_ENTRIES SUPPLIED_:
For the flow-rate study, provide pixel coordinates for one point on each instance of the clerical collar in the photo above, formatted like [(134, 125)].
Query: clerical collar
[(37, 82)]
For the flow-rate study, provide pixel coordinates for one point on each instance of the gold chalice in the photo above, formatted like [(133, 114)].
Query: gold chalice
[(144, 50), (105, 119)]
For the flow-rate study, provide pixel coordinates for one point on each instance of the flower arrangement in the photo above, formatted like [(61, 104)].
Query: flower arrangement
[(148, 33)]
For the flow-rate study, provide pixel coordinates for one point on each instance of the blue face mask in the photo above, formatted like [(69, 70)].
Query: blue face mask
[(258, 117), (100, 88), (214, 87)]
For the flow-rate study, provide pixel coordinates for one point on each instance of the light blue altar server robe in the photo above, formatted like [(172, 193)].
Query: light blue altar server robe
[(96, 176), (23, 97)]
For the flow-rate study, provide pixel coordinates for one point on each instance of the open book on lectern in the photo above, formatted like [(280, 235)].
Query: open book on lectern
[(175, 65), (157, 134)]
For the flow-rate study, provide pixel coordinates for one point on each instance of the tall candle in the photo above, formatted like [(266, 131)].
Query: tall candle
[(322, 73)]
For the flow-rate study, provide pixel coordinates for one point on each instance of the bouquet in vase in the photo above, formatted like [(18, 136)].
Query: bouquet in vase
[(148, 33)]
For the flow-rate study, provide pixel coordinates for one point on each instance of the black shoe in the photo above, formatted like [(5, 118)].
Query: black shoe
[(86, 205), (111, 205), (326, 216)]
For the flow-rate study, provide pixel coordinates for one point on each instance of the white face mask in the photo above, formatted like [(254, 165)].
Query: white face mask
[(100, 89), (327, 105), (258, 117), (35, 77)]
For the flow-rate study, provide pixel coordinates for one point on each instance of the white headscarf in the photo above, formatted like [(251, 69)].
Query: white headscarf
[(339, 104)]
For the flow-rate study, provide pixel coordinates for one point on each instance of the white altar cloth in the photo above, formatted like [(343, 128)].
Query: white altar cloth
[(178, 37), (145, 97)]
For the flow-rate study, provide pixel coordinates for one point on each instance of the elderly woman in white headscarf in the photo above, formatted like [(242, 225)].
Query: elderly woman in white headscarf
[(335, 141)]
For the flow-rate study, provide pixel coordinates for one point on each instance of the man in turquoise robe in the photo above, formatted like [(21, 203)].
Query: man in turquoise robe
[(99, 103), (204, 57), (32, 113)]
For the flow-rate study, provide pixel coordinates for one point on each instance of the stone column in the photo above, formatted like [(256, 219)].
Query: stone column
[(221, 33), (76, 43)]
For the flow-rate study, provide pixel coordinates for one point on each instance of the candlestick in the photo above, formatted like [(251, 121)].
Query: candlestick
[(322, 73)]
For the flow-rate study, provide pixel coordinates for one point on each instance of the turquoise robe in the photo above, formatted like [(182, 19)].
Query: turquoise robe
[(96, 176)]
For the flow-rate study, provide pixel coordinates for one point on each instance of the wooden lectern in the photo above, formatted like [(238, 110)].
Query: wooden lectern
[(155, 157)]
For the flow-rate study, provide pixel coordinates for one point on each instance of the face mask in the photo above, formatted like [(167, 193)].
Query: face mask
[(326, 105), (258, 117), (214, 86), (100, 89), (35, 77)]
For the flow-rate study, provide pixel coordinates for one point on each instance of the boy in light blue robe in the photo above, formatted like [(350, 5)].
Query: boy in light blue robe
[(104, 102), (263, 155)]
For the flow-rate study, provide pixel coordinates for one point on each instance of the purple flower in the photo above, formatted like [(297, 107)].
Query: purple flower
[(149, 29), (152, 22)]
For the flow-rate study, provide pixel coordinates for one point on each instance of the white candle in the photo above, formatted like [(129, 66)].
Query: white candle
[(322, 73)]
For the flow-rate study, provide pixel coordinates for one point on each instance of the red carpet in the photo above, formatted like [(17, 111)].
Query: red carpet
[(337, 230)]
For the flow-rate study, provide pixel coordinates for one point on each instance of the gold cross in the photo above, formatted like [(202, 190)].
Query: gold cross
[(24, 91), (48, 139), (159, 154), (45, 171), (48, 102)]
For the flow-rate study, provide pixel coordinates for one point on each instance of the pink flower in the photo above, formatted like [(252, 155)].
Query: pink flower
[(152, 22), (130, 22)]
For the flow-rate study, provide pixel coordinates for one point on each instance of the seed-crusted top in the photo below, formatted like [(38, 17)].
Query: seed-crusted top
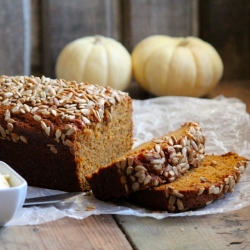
[(54, 104)]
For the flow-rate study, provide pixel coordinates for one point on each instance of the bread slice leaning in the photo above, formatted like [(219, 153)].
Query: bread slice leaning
[(159, 161), (199, 187)]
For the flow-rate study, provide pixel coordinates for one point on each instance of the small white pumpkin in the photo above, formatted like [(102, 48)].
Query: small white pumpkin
[(97, 60), (165, 65)]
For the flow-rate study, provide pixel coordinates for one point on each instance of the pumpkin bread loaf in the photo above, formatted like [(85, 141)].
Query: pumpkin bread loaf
[(159, 161), (54, 132), (198, 187)]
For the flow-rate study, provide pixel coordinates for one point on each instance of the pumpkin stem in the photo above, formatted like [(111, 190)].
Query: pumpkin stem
[(98, 39), (184, 42)]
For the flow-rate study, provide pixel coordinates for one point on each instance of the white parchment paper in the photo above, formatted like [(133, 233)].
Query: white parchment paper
[(226, 125)]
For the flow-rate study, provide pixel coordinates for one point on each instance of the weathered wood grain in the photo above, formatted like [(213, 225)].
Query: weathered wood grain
[(151, 17), (219, 231), (64, 21), (238, 89), (95, 232), (15, 37), (226, 25)]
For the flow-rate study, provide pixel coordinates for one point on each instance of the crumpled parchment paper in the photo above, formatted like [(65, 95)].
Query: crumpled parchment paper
[(226, 125)]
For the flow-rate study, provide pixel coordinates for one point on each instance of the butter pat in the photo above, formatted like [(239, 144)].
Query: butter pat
[(4, 181)]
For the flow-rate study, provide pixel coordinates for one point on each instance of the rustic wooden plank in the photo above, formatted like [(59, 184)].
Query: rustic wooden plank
[(219, 231), (226, 25), (167, 17), (15, 45), (95, 232), (65, 21)]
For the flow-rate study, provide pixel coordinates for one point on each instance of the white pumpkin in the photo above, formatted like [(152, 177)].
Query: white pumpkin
[(97, 60), (165, 65)]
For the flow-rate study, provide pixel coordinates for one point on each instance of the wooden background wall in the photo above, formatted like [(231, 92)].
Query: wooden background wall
[(33, 32)]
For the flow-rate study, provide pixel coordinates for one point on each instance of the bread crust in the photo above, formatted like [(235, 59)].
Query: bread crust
[(51, 130), (158, 161), (198, 188)]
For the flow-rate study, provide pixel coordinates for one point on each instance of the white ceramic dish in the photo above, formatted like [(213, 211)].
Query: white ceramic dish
[(11, 199)]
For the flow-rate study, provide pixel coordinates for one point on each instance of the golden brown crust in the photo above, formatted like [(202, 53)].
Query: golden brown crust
[(197, 188), (159, 161), (51, 130)]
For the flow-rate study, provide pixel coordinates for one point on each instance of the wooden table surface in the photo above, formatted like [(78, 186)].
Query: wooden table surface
[(220, 231)]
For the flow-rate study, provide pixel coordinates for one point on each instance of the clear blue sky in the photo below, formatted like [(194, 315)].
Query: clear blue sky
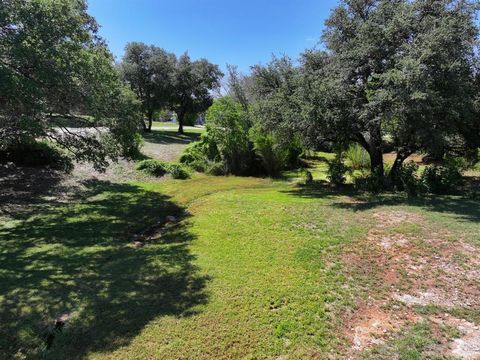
[(240, 32)]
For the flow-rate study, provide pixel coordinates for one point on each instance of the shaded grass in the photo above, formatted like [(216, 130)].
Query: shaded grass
[(255, 269), (75, 259)]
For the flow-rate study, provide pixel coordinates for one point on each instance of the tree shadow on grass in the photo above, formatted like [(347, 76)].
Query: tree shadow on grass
[(76, 260), (167, 137), (465, 209)]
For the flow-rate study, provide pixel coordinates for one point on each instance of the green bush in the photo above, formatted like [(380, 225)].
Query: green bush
[(369, 182), (200, 154), (215, 169), (444, 178), (271, 153), (407, 179), (39, 153), (160, 168), (153, 167), (337, 171), (357, 157), (179, 171), (228, 125)]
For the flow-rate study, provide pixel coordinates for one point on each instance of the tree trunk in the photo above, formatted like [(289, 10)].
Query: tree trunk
[(150, 121), (180, 118), (376, 161), (376, 153), (402, 155)]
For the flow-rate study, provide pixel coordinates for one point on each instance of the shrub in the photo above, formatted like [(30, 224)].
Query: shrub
[(37, 154), (337, 171), (215, 169), (228, 127), (357, 157), (369, 182), (153, 167), (160, 168), (307, 177), (200, 154), (273, 156), (179, 171), (407, 179), (444, 178)]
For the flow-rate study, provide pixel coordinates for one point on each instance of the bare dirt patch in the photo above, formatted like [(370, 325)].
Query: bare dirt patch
[(429, 268)]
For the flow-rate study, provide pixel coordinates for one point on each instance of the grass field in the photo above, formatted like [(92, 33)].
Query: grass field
[(254, 269)]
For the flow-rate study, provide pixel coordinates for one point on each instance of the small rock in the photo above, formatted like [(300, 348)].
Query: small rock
[(171, 219)]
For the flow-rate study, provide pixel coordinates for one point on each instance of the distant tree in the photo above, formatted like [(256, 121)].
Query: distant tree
[(149, 71), (193, 83), (55, 68), (397, 69)]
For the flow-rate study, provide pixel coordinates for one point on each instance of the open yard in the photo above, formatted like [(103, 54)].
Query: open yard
[(250, 268)]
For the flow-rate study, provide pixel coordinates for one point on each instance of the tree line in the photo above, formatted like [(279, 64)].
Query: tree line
[(394, 75), (57, 74), (397, 75)]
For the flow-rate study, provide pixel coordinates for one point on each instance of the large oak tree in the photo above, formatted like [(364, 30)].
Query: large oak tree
[(392, 70), (54, 70)]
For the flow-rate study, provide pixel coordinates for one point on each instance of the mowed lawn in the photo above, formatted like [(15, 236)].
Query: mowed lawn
[(254, 269)]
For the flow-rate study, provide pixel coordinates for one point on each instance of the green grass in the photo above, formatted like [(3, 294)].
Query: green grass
[(253, 270)]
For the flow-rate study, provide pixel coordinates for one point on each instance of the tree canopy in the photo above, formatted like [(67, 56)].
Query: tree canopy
[(149, 70), (402, 72), (161, 81), (55, 70)]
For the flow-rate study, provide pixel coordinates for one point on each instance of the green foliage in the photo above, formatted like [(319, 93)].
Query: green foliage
[(199, 155), (357, 157), (444, 178), (37, 154), (228, 127), (160, 168), (55, 67), (270, 151), (337, 171), (307, 177), (398, 73), (215, 168), (407, 179), (148, 71), (192, 85), (372, 183)]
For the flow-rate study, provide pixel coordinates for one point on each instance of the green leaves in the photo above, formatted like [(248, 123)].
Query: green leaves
[(55, 66)]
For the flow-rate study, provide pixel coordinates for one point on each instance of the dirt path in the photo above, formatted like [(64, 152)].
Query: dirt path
[(428, 268)]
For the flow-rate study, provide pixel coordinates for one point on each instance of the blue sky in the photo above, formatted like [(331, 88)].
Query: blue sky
[(240, 32)]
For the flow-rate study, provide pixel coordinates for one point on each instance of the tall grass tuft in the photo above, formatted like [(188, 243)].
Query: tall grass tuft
[(357, 157)]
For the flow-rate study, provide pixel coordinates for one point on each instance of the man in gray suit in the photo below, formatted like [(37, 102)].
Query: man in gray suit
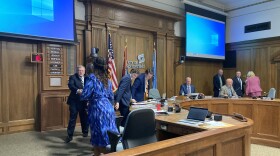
[(123, 95), (227, 90)]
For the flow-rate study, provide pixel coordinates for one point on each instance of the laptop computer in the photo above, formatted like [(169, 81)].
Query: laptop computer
[(196, 115)]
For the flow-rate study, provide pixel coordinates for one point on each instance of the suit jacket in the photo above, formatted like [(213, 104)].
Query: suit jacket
[(138, 88), (216, 82), (74, 84), (123, 94), (184, 89), (237, 86), (224, 91)]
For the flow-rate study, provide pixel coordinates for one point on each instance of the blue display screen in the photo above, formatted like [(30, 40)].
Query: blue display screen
[(205, 37), (52, 19)]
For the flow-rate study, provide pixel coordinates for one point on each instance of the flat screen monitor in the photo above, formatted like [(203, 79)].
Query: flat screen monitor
[(50, 20), (196, 113), (205, 37)]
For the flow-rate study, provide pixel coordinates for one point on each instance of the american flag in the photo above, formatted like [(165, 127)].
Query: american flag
[(111, 64), (124, 71)]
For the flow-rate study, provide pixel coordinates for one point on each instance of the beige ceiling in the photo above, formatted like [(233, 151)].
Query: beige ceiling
[(227, 5)]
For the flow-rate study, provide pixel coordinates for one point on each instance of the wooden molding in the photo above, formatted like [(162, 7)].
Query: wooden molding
[(138, 7)]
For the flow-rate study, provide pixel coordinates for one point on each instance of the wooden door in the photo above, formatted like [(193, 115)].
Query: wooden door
[(19, 87)]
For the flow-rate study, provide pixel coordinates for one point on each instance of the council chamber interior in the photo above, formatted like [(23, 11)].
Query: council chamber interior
[(188, 47)]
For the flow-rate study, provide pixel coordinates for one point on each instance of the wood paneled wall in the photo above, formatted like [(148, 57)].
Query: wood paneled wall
[(201, 71), (141, 26), (260, 56), (18, 87)]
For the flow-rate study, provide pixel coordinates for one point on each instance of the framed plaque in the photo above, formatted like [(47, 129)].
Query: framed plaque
[(55, 81)]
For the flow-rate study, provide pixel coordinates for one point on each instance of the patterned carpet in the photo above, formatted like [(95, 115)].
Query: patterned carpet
[(52, 143)]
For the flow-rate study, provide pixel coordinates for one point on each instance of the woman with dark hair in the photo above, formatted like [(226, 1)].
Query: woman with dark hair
[(101, 115), (140, 87)]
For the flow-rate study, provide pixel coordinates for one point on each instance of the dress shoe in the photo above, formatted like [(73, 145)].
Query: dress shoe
[(68, 139)]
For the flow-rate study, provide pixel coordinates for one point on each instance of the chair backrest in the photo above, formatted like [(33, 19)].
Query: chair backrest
[(271, 93), (139, 129), (154, 94)]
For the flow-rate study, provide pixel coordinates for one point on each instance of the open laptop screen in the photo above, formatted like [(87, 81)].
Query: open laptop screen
[(196, 113)]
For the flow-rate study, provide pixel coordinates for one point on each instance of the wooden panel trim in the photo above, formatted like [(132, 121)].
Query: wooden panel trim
[(138, 7)]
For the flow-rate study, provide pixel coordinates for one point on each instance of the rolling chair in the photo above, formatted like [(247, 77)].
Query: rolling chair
[(113, 137), (139, 129), (154, 94), (271, 93)]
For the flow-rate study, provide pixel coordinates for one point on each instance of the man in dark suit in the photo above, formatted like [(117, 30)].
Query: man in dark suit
[(238, 84), (218, 82), (76, 85), (187, 88), (123, 94), (140, 86)]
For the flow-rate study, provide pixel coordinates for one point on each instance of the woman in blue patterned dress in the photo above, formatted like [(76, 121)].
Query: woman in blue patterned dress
[(98, 91)]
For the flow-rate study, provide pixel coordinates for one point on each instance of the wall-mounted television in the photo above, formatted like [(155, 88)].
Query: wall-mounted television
[(47, 20), (205, 37)]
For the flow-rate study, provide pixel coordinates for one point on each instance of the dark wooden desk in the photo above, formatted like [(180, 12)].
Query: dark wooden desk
[(264, 113), (192, 141)]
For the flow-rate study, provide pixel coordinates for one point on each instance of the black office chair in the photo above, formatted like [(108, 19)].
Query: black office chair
[(139, 129), (113, 137)]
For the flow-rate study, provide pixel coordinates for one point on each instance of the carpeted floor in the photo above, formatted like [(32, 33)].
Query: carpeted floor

_WHAT TO PRODUCE_: Within the listing above, locate the line containing "Query: suit jacket" and the line containing "like [(203, 79)].". Reproduce those two lines and all lines between them exactly, with nothing added.

_FINAL ANSWER_:
Query: suit jacket
[(138, 88), (216, 82), (74, 84), (123, 94), (184, 89), (237, 86), (224, 91)]
For the flow-rate study, provide pixel coordinates for one point on each instance of the blue display screen in the photo above, formatted like [(30, 40)].
Query: blue display screen
[(205, 37), (52, 19)]
For the flow-rate study, provide pixel coordinates for one point on each instance of the flat screen monitor in the photo above, formatted like [(203, 79)].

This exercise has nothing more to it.